◆ **Problem requirements**
Copy out the entries from the line containing "it: point(825, 606)." through the last line of the entries, leaving every line unchanged.

◆ **Supplied material**
▬▬▬▬▬▬

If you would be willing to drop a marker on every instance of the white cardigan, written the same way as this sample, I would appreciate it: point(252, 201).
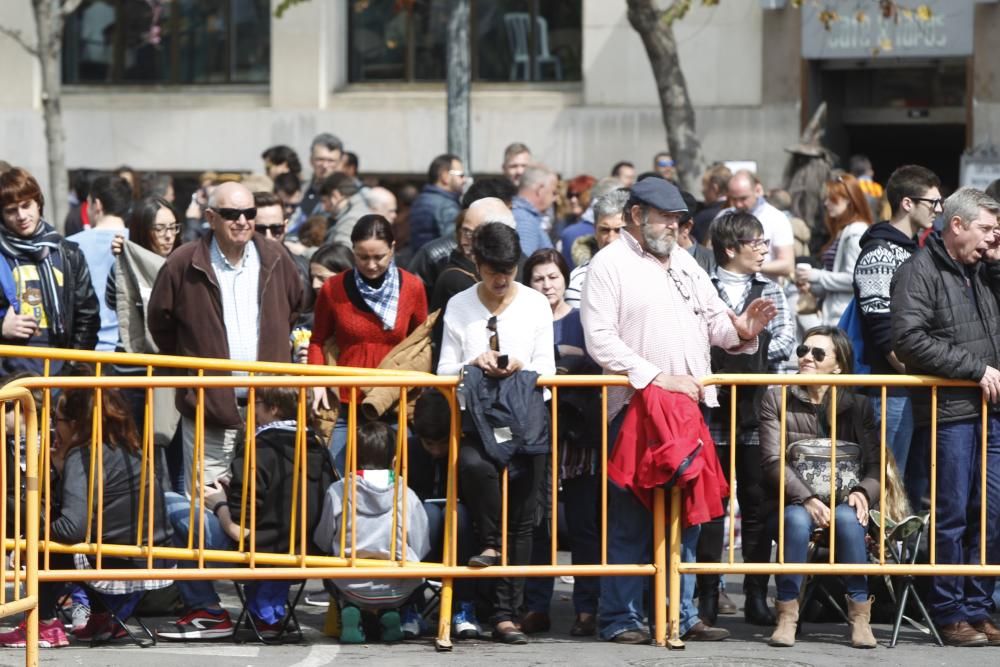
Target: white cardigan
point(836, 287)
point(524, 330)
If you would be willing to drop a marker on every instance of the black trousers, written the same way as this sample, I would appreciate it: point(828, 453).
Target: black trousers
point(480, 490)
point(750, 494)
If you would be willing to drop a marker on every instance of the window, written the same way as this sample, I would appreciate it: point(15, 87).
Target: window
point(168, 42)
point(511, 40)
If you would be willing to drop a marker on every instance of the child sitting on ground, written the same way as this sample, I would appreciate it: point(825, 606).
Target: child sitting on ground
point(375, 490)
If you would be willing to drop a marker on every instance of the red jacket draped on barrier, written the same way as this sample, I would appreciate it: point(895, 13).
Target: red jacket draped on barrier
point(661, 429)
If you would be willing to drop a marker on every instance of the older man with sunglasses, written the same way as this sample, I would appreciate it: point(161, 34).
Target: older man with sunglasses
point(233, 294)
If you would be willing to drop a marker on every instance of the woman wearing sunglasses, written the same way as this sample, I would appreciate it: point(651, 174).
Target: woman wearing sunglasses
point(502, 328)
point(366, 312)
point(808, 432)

▬▬▬▬▬▬

◆ **Output**
If you would be willing to drop a marker on every instance of the child sitting on ground, written the same way as this sample, I would appreciate it: point(825, 606).
Target: child sitting on ground
point(375, 490)
If you would be willing to drop a marker on every instance of the red jacket draped on barrier, written the same way as this sample, I would appreciate it: point(895, 13).
Target: red jacket draped on barrier
point(661, 429)
If you would be willing to drop a marker on every instance of the older man with sunglasses, written the same way as this sample, I would appreciate it: point(161, 34).
Target: older man with sunglasses
point(233, 294)
If you would be willing to drop a marker on every instance of the woman wearing sunglasses, written the same way as this sample, I would appreciate it: point(651, 174).
Target: woman wearing sunglasses
point(502, 328)
point(366, 312)
point(808, 432)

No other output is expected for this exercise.